Input data:
* * * * * * * * *
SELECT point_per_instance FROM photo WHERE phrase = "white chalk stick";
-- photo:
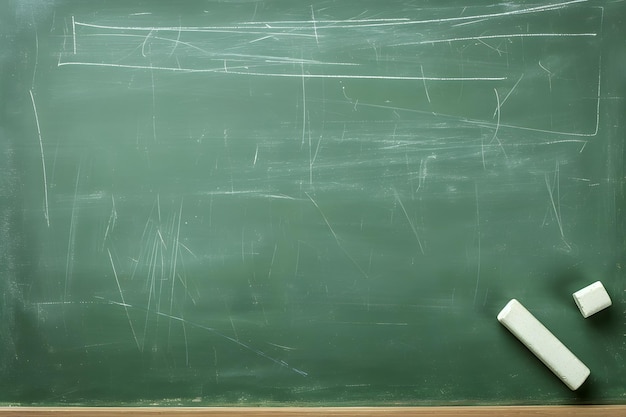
(543, 344)
(592, 299)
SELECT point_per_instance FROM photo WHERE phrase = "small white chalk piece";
(592, 299)
(543, 344)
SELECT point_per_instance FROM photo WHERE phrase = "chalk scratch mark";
(214, 331)
(43, 160)
(479, 242)
(507, 96)
(424, 80)
(408, 218)
(124, 304)
(337, 240)
(495, 133)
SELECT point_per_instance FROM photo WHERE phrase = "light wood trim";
(500, 411)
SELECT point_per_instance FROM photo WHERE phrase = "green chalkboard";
(308, 203)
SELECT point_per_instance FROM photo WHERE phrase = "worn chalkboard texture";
(308, 203)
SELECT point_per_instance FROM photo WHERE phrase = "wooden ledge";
(452, 411)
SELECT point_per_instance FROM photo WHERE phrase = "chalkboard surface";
(308, 203)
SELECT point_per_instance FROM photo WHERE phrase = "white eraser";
(543, 344)
(592, 299)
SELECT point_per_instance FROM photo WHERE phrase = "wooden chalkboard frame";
(449, 411)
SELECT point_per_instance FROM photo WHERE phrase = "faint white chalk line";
(43, 160)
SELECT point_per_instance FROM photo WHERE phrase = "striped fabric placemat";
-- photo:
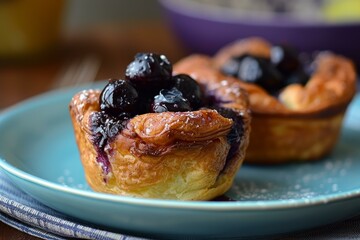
(24, 213)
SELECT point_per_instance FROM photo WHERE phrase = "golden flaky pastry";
(168, 155)
(303, 122)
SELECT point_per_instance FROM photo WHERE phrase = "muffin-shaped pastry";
(297, 105)
(159, 135)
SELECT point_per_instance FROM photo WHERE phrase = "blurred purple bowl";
(204, 30)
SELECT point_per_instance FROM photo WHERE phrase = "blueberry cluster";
(281, 69)
(150, 87)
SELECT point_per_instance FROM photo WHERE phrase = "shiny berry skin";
(170, 101)
(189, 88)
(149, 70)
(118, 97)
(255, 70)
(285, 59)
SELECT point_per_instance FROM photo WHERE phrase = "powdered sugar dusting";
(332, 175)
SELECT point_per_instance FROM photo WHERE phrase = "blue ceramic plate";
(39, 154)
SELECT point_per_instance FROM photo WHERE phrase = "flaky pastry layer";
(304, 122)
(170, 155)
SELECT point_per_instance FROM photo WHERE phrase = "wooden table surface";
(114, 46)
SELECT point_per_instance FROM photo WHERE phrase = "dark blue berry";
(118, 97)
(255, 70)
(149, 71)
(285, 59)
(189, 88)
(104, 128)
(170, 100)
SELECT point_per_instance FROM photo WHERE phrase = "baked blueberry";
(118, 97)
(299, 77)
(189, 88)
(255, 70)
(149, 71)
(170, 100)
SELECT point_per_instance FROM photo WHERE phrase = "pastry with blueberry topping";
(156, 134)
(297, 106)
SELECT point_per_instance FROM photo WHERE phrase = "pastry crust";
(169, 155)
(304, 122)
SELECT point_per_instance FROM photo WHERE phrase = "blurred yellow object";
(342, 10)
(29, 27)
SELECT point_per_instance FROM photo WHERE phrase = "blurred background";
(51, 44)
(42, 42)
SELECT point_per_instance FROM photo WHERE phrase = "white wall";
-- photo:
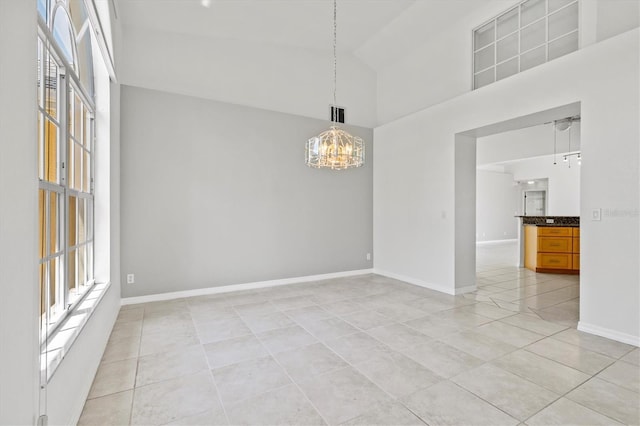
(415, 177)
(440, 69)
(217, 194)
(278, 78)
(497, 204)
(18, 214)
(563, 188)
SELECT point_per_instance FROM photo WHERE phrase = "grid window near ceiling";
(530, 34)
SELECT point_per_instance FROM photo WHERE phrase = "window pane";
(72, 221)
(506, 69)
(50, 151)
(484, 58)
(557, 4)
(77, 167)
(484, 35)
(87, 173)
(42, 224)
(484, 78)
(54, 224)
(532, 36)
(564, 45)
(71, 275)
(508, 23)
(77, 118)
(531, 10)
(51, 86)
(40, 147)
(563, 22)
(81, 220)
(532, 58)
(507, 47)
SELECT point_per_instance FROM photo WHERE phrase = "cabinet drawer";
(555, 245)
(554, 260)
(554, 231)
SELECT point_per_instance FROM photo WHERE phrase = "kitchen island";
(550, 244)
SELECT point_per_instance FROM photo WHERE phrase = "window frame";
(518, 56)
(66, 80)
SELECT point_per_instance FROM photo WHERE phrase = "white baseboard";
(415, 281)
(609, 334)
(491, 242)
(236, 287)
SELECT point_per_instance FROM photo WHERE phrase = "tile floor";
(368, 350)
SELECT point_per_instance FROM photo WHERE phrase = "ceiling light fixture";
(335, 148)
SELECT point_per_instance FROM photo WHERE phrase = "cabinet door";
(554, 260)
(555, 244)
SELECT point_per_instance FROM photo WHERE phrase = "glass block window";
(529, 34)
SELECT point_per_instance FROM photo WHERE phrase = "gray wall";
(216, 194)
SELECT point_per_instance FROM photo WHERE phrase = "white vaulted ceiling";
(376, 31)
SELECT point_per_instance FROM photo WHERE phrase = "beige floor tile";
(512, 394)
(447, 404)
(609, 399)
(343, 307)
(171, 364)
(343, 395)
(233, 351)
(442, 359)
(433, 327)
(385, 415)
(571, 355)
(284, 339)
(632, 357)
(249, 378)
(283, 406)
(399, 336)
(566, 412)
(510, 334)
(121, 348)
(114, 377)
(262, 323)
(365, 320)
(308, 361)
(357, 347)
(330, 328)
(214, 417)
(478, 345)
(163, 341)
(397, 374)
(114, 409)
(487, 310)
(547, 373)
(221, 329)
(174, 399)
(593, 343)
(535, 324)
(622, 374)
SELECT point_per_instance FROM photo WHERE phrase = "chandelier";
(335, 148)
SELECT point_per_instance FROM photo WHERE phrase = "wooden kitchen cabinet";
(552, 249)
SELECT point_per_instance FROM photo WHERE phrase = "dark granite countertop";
(558, 221)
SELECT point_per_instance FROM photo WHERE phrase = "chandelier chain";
(335, 60)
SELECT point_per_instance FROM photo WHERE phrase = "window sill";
(61, 341)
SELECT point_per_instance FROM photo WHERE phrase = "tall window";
(530, 34)
(65, 157)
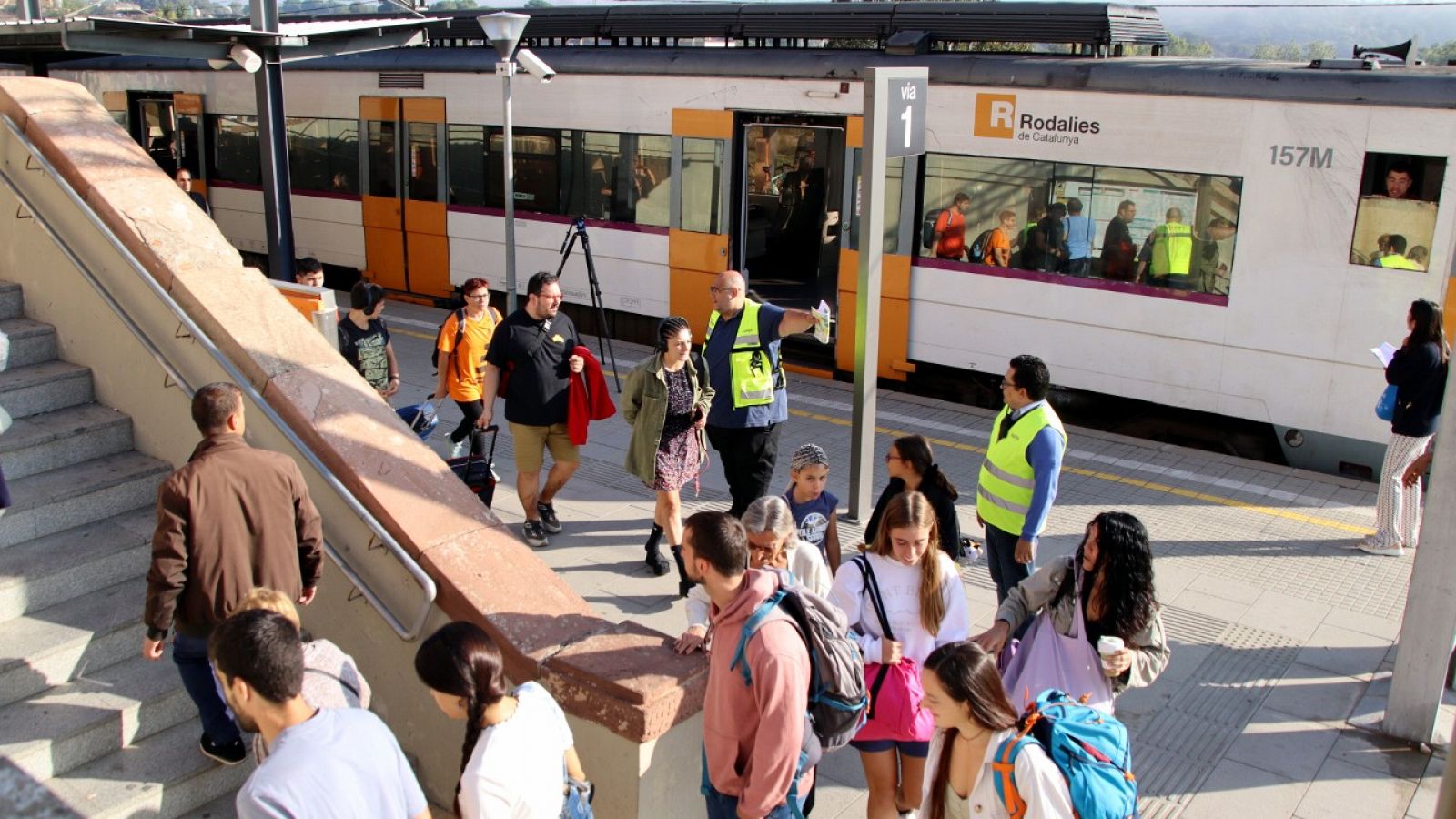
* * * * * * * * *
The records above must be printed exactly, but the pictures they hold should be omitted.

Response to the task:
SELECT point_per_instance FROM photo WHERE phrase = "white chalk stick";
-- photo:
(543, 344)
(592, 299)
SELECT point_per_instance FROM photo WHERE phrase = "small white chalk piece";
(592, 299)
(543, 344)
SELECT point_per_instance FROM photo WHERE phrase = "chalk scratch mark";
(214, 331)
(43, 160)
(479, 242)
(507, 96)
(424, 80)
(408, 218)
(124, 304)
(337, 240)
(495, 133)
SELECT point_per_instance FROM photo WHERE phrase = "light wood trim";
(500, 411)
SELECT point_per_instance FROM photo WHERE phrase = "green chalkboard";
(308, 203)
SELECT point_per_instance FROM photo WHERE phrase = "worn chalkboard texture";
(308, 203)
SELECT point_per_instance FROM photo WHERE phrase = "wooden ledge";
(452, 411)
SELECT point_per_instance FROM photo WHERE phrase = "chalkboard surface";
(308, 203)
SELECT point_per_instance FROM photo WHERE phrase = "white eraser";
(543, 344)
(592, 299)
SELECT point_per_instance FROM photo WHERE phrase = "wooden chalkboard frame";
(449, 411)
SELECT point_per_instance FROM photo WHERE phrase = "faint white chalk line";
(43, 160)
SELECT point_per_instance FROM photo WHERE phrase = "striped fabric placemat";
-- photo:
(24, 213)
SELECT point_per_instance FROM photo WHERE phrase = "golden flaky pastry";
(168, 155)
(303, 122)
SELECT point_per_instance FROM photo WHERE phrase = "muffin-shaped pastry";
(297, 105)
(159, 135)
SELECT point_per_instance FROM photo WHERE phrase = "blurred purple bowl";
(204, 30)
SELECT point_per_instance FROM photo WHERE phrase = "blueberry cluster";
(281, 69)
(150, 87)
SELECT point_per_instance FROM photo WHERE phrase = "shiny berry skin";
(170, 101)
(189, 88)
(149, 70)
(118, 97)
(255, 70)
(285, 59)
SELECT point_per_instance FROM photo WHERE phrase = "powdered sugar dusting";
(332, 175)
SELECT point_per_instance FROM photo WHERE phrase = "blue ceramic plate";
(39, 154)
SELECT point_per_instance FROM photo WHERE phrase = "flaky pastry layer";
(304, 122)
(170, 155)
SELECT point_per_instance FROM photo WHERE phrase = "wooden table surface";
(114, 46)
SELECT point_per_instance FROM photo WHERE phrase = "dark blue berry";
(118, 97)
(255, 70)
(149, 71)
(285, 59)
(189, 88)
(104, 128)
(170, 100)
SELECT point_per_instance FROM photo WHERE phrase = "baked blueberry";
(118, 97)
(299, 77)
(189, 88)
(255, 70)
(149, 71)
(170, 100)
SELECT point_per_instance FROM photo WHERE phrase = "pastry with blueberry topping";
(156, 134)
(297, 106)
SELECT point_per_instance FROM photo WHERE phrase = "pastry crust";
(169, 155)
(304, 122)
SELECT point_per_instance FROM photo WHERE phrase = "blurred yellow object";
(342, 10)
(29, 27)
SELECT point_per_instance FROM photo WHERE phrase = "blurred background";
(51, 44)
(42, 42)
SELECT point_per_instance FROM photo WHERE phrase = "white wall";
-- photo:
(415, 177)
(440, 69)
(217, 194)
(278, 78)
(497, 204)
(18, 214)
(563, 188)
SELECT point_per_instance FROM photo WHERE phrase = "grid window near ceiling";
(530, 34)
SELECT point_per_instance FROM photo WHERE phrase = "window pane";
(72, 221)
(506, 69)
(50, 151)
(484, 58)
(557, 4)
(77, 167)
(484, 35)
(87, 173)
(42, 224)
(484, 78)
(54, 224)
(532, 36)
(564, 45)
(71, 275)
(508, 23)
(77, 118)
(531, 10)
(51, 86)
(40, 147)
(563, 22)
(81, 220)
(532, 58)
(507, 47)
SELECT point_per_instance FROM photo WHERE phrase = "cabinet drawer";
(555, 245)
(554, 260)
(554, 231)
SELECT point_per_instance FROM photo WHERE phrase = "kitchen island";
(550, 244)
SELECT point_per_instance FROM photo WHERE phrase = "window frame";
(518, 56)
(66, 80)
SELECT point_per_instance FROM photo WHERE phrase = "white baseboard";
(415, 281)
(609, 334)
(491, 242)
(236, 287)
SELECT point_per_instance FROM photo WHERE phrase = "tile floor";
(368, 350)
SELECT point_per_instance FROM photo WHERE phrase = "ceiling light fixture";
(335, 148)
SELECT point_per_instance FROM photo WHERE phrase = "cabinet door";
(554, 260)
(555, 244)
SELECT point_per_instance FROM photo WHERE phrase = "glass block window";
(529, 34)
SELECT point_per_instance FROM photo WHERE phrase = "gray wall";
(216, 194)
SELECT point_per_instance FROM photo WHERE phrase = "white vaulted ceiling";
(376, 31)
SELECT point_per_instance FROM photo WHERE phrase = "beige floor tile";
(512, 394)
(447, 404)
(609, 399)
(343, 307)
(171, 364)
(343, 395)
(233, 351)
(442, 359)
(433, 327)
(385, 415)
(571, 355)
(284, 339)
(632, 357)
(249, 378)
(283, 406)
(399, 336)
(566, 412)
(510, 334)
(121, 348)
(114, 377)
(262, 323)
(365, 320)
(308, 361)
(357, 347)
(330, 328)
(214, 417)
(478, 345)
(163, 341)
(397, 374)
(114, 409)
(487, 310)
(547, 373)
(221, 329)
(174, 399)
(593, 343)
(535, 324)
(622, 374)
SELECT point_per_instance FROM photo WHERE phrase = "chandelier";
(335, 148)
SELECT point_per_instance FROM photo WHERE phrase = "wooden kitchen cabinet";
(552, 249)
SELECT point_per_instance FROM photo WHERE phrase = "dark granite countertop";
(558, 221)
SELECT point_per_instance FROM photo WHERE phrase = "chandelier chain";
(335, 60)
SELECT point_per_instance FROM photo WHERE phrase = "window sill";
(61, 341)
SELECT point_per_instance FROM photo WHERE phrase = "tall window";
(530, 34)
(65, 157)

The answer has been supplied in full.